Description of the task
Repeat the entries word for word. Leave nothing out.

Data extract
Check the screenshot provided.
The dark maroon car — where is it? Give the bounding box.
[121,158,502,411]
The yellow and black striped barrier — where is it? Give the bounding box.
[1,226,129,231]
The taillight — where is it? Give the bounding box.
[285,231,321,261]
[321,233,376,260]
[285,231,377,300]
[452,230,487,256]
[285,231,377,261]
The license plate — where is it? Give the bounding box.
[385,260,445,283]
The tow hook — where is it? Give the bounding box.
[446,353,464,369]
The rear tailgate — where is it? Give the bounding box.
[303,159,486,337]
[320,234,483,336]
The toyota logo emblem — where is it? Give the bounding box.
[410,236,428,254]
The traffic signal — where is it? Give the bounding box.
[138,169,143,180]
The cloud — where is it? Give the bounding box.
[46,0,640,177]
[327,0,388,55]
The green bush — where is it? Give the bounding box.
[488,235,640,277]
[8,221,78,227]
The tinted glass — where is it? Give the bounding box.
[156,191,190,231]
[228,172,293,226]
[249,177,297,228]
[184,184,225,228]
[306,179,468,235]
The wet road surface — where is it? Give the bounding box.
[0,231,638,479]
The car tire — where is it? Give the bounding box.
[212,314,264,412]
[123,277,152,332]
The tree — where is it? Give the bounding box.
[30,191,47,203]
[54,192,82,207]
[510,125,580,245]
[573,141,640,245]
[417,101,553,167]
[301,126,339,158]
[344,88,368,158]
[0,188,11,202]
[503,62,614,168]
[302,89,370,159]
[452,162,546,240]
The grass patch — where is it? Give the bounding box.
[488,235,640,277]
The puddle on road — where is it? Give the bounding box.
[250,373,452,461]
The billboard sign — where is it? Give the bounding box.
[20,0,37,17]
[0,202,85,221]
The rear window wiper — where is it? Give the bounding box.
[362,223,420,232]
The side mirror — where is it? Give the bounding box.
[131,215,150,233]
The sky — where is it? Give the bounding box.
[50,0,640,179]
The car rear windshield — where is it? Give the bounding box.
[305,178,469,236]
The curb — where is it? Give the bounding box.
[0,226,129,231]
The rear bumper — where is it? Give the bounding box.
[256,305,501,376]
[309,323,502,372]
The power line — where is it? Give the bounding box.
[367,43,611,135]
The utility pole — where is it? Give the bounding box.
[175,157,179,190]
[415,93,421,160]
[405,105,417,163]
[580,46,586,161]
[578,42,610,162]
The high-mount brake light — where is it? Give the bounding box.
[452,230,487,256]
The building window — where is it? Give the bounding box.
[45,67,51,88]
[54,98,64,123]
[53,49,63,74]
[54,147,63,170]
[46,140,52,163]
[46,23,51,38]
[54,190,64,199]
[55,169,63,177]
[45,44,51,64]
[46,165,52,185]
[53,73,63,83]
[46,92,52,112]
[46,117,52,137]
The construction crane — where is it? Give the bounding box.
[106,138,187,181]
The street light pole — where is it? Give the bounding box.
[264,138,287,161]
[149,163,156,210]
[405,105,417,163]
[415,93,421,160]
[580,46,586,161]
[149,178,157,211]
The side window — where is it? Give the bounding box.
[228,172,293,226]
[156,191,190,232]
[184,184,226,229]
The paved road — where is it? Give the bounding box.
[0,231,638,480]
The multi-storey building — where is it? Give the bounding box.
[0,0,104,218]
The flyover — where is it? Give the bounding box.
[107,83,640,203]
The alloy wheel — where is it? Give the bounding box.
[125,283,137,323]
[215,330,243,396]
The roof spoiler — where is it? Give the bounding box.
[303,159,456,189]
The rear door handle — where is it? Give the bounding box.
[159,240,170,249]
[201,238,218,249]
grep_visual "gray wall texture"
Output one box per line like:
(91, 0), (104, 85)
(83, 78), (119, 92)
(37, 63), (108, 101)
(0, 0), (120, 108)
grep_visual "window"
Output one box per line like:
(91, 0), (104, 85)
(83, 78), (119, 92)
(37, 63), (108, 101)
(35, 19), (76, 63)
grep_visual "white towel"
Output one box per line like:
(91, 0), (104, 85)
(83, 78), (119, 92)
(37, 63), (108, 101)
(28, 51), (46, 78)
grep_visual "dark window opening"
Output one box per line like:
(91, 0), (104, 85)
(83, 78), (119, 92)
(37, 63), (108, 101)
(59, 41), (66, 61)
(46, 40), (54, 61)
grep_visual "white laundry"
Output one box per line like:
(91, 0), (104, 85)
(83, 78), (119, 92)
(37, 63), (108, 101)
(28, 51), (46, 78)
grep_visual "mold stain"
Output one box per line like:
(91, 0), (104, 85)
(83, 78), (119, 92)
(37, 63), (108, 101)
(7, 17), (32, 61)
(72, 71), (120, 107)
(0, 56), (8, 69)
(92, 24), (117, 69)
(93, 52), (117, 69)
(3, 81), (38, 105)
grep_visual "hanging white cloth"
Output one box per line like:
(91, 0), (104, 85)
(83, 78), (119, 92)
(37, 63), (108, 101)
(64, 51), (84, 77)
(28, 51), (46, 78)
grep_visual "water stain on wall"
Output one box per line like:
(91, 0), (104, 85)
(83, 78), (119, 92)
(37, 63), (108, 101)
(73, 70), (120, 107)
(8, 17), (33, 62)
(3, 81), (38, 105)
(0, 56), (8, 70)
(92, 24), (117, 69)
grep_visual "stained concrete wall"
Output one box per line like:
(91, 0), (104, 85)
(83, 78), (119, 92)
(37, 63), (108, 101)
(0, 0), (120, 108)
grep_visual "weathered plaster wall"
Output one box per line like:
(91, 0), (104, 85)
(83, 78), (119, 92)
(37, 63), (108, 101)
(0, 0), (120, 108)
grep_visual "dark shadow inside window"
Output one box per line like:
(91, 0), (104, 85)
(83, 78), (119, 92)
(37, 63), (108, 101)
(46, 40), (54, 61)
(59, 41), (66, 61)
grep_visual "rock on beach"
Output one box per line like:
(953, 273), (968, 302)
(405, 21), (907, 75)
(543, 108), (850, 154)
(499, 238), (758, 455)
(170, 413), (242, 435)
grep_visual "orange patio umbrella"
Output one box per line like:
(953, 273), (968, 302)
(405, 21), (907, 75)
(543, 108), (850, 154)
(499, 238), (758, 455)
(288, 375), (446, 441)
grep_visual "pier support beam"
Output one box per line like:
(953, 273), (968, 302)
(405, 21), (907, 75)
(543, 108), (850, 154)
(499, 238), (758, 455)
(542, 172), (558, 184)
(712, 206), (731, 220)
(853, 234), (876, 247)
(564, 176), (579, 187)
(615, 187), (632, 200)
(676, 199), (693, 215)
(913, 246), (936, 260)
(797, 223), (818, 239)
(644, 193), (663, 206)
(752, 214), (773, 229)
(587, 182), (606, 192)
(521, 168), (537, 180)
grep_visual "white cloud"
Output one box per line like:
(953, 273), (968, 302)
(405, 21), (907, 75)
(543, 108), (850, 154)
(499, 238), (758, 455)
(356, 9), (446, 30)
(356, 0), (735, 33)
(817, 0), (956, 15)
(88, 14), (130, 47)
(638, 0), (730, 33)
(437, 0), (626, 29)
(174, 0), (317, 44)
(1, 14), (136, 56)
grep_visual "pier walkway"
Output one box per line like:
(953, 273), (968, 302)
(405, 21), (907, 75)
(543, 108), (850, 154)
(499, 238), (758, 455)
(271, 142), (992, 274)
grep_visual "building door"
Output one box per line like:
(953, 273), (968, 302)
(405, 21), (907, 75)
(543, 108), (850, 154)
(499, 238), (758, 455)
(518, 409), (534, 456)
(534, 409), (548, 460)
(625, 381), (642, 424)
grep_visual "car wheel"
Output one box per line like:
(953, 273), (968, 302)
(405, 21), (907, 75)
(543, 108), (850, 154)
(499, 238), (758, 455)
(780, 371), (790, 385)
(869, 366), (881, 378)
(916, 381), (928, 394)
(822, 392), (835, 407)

Exercise answer
Check the screenshot provided.
The dark maroon car — where is it? Give the bounding box.
[121,158,502,411]
The yellow and black striped barrier — where is it? Give the bounding box.
[1,226,129,231]
The taillight — where is it? Give the bounding box.
[285,231,321,261]
[321,233,376,260]
[285,231,377,300]
[452,230,487,256]
[285,231,377,261]
The license plate — where is it? Give the bounding box.
[385,260,445,283]
The tow hook — where is it? Give the bounding box.
[446,353,464,369]
The rear tailgate — where is it? Give the bounding box.
[303,159,486,337]
[320,234,483,336]
The toyota logo emblem — where is it? Give the bounding box.
[410,236,428,254]
The traffic signal — where is it? Give the bounding box.
[138,169,143,180]
The cloud — where is it? Give the bounding box.
[46,0,640,177]
[327,0,388,55]
The green bush — where is it? Give the bounding box.
[488,235,640,277]
[8,221,78,227]
The tinted glass — where is it? Give the bounding box.
[156,191,190,231]
[228,172,293,226]
[249,177,297,228]
[184,184,225,228]
[306,179,468,235]
The wet road surface — where is it? Give the bounding box.
[0,231,638,479]
The car tire — where is it? Give the bounding box.
[212,314,264,412]
[123,277,152,332]
The tree — where is it? Give the bounding box.
[30,191,47,203]
[54,192,82,207]
[510,125,580,245]
[573,141,640,245]
[417,101,553,167]
[301,126,339,158]
[344,88,368,158]
[0,188,11,202]
[503,62,614,168]
[302,89,370,159]
[452,162,546,240]
The grass patch — where is it? Give the bounding box.
[488,235,640,277]
The puddle on road — where is it? Give the bounding box.
[250,373,452,461]
The billboard sign — where is it? Give the bounding box.
[20,0,37,17]
[0,202,85,221]
The rear window wiper — where is it? Give the bounding box.
[362,223,420,232]
The side mirror — where is it? Give the bounding box.
[131,215,150,233]
The sky — where is it? Give the bounding box.
[50,0,640,179]
The car rear windshield — where is it? Give the bounding box.
[305,178,469,236]
The curb — where is it? Give the bounding box.
[0,226,129,231]
The rear bumper — where is it? Give the bounding box.
[256,305,501,376]
[309,323,502,372]
The power line — where is it? Give the bounding box.
[367,43,611,135]
The utility pole — where is it? Give the bounding box.
[175,157,179,190]
[415,93,421,160]
[405,105,417,163]
[580,46,586,161]
[578,42,610,162]
The high-mount brake light — where is it? Give the bounding box.
[452,230,487,256]
The building window — where is it? Give the bounding box.
[45,67,51,88]
[54,98,64,123]
[53,49,63,74]
[54,147,63,170]
[46,140,52,163]
[46,23,51,38]
[54,190,64,199]
[55,169,63,177]
[45,44,51,64]
[46,165,52,185]
[53,73,63,83]
[46,92,52,112]
[46,117,52,137]
The construction crane — where is it? Give the bounding box.
[106,138,187,181]
The street light pole — where is it? Give the bounding box.
[264,138,287,161]
[149,163,156,210]
[405,105,417,163]
[415,93,421,160]
[580,46,586,161]
[149,178,157,211]
The side window — where is it? Give the bounding box.
[228,172,293,226]
[156,191,190,232]
[184,184,226,229]
The paved road — where is it? Give the bounding box.
[0,231,638,480]
The multi-storey building — where is it? Give the bounding box.
[0,0,104,218]
The flyover — where is it? Give the bounding box.
[107,83,640,203]
The alloy wheel — where is it? Give the bounding box.
[125,283,137,323]
[215,330,243,396]
The roof spoiler — where is it? Give the bounding box.
[303,159,456,189]
The rear door handle — where is it? Give the bounding box.
[159,240,170,249]
[201,238,218,249]
grep_visual "gray wall texture"
Output one box per line like:
(91, 0), (104, 85)
(83, 78), (119, 92)
(37, 63), (108, 101)
(0, 0), (120, 108)
grep_visual "window"
Output one box per line like:
(91, 0), (104, 85)
(83, 78), (119, 92)
(37, 63), (108, 101)
(35, 19), (76, 63)
grep_visual "white towel"
Output one box per line like:
(91, 0), (104, 85)
(83, 78), (119, 92)
(37, 63), (108, 101)
(28, 51), (46, 78)
grep_visual "dark window opening"
Output one box per line like:
(91, 0), (104, 85)
(83, 78), (119, 92)
(37, 63), (108, 101)
(59, 41), (66, 61)
(46, 40), (54, 61)
grep_visual "white laundry"
Output one box per line like:
(91, 0), (104, 85)
(83, 78), (119, 92)
(37, 63), (108, 101)
(28, 51), (46, 78)
grep_visual "mold stain"
Output one box per line like:
(91, 0), (104, 85)
(83, 78), (119, 92)
(37, 63), (108, 101)
(7, 17), (32, 61)
(72, 71), (120, 107)
(0, 56), (8, 69)
(92, 24), (117, 69)
(93, 52), (117, 69)
(3, 81), (38, 105)
grep_visual "hanging white cloth"
Output one box per line like:
(91, 0), (104, 85)
(83, 78), (119, 92)
(37, 63), (108, 101)
(64, 51), (84, 77)
(28, 51), (46, 78)
grep_visual "water stain on wall"
Output one box per line like:
(91, 0), (104, 85)
(83, 78), (119, 92)
(37, 63), (108, 101)
(73, 70), (120, 107)
(8, 17), (33, 62)
(3, 81), (38, 105)
(0, 56), (8, 70)
(92, 24), (117, 69)
grep_visual "stained concrete wall"
Output one box per line like:
(91, 0), (104, 85)
(83, 78), (119, 92)
(37, 63), (108, 101)
(0, 0), (120, 108)
grep_visual "weathered plaster wall"
Output one box per line like:
(91, 0), (104, 85)
(83, 78), (119, 92)
(37, 63), (108, 101)
(0, 0), (120, 108)
grep_visual "dark shadow inside window"
Output one box per line like:
(91, 0), (104, 85)
(83, 78), (119, 92)
(37, 63), (108, 101)
(46, 40), (54, 61)
(59, 41), (66, 61)
grep_visual "rock on beach"
Output one box per line like:
(953, 273), (968, 302)
(405, 21), (907, 75)
(543, 108), (850, 154)
(499, 238), (758, 455)
(170, 413), (242, 435)
grep_visual "orange patio umbrella"
Output one box per line like:
(953, 273), (968, 302)
(405, 21), (907, 75)
(543, 108), (850, 154)
(499, 238), (758, 455)
(288, 375), (446, 441)
grep_visual "pier support beam"
Output one box per line like:
(953, 273), (968, 302)
(405, 21), (907, 75)
(543, 108), (850, 154)
(499, 238), (758, 455)
(542, 172), (558, 184)
(712, 206), (731, 220)
(853, 234), (876, 247)
(564, 176), (579, 187)
(615, 187), (632, 200)
(676, 199), (693, 215)
(913, 246), (936, 260)
(797, 223), (818, 239)
(644, 193), (663, 206)
(752, 214), (773, 229)
(587, 182), (606, 192)
(521, 168), (537, 180)
grep_visual "white cloud"
Output one box per line like:
(953, 273), (968, 302)
(405, 21), (907, 75)
(543, 108), (850, 154)
(499, 238), (758, 455)
(356, 9), (446, 30)
(356, 0), (735, 33)
(817, 0), (956, 15)
(88, 14), (130, 47)
(638, 0), (730, 33)
(437, 0), (626, 29)
(174, 0), (317, 44)
(1, 14), (136, 56)
grep_visual "pier walkway"
Output one box per line like:
(953, 273), (968, 302)
(405, 21), (907, 75)
(543, 108), (850, 154)
(499, 238), (758, 455)
(271, 142), (992, 274)
grep_visual "building door"
Output one box per line like:
(953, 273), (968, 302)
(405, 21), (907, 75)
(543, 108), (850, 154)
(499, 238), (758, 455)
(518, 409), (534, 456)
(534, 409), (548, 460)
(625, 381), (642, 424)
grep_visual "car wheel"
Output one box per line like:
(953, 273), (968, 302)
(405, 21), (907, 75)
(543, 108), (850, 154)
(499, 238), (758, 455)
(780, 371), (790, 385)
(869, 366), (881, 378)
(916, 381), (928, 394)
(822, 392), (835, 407)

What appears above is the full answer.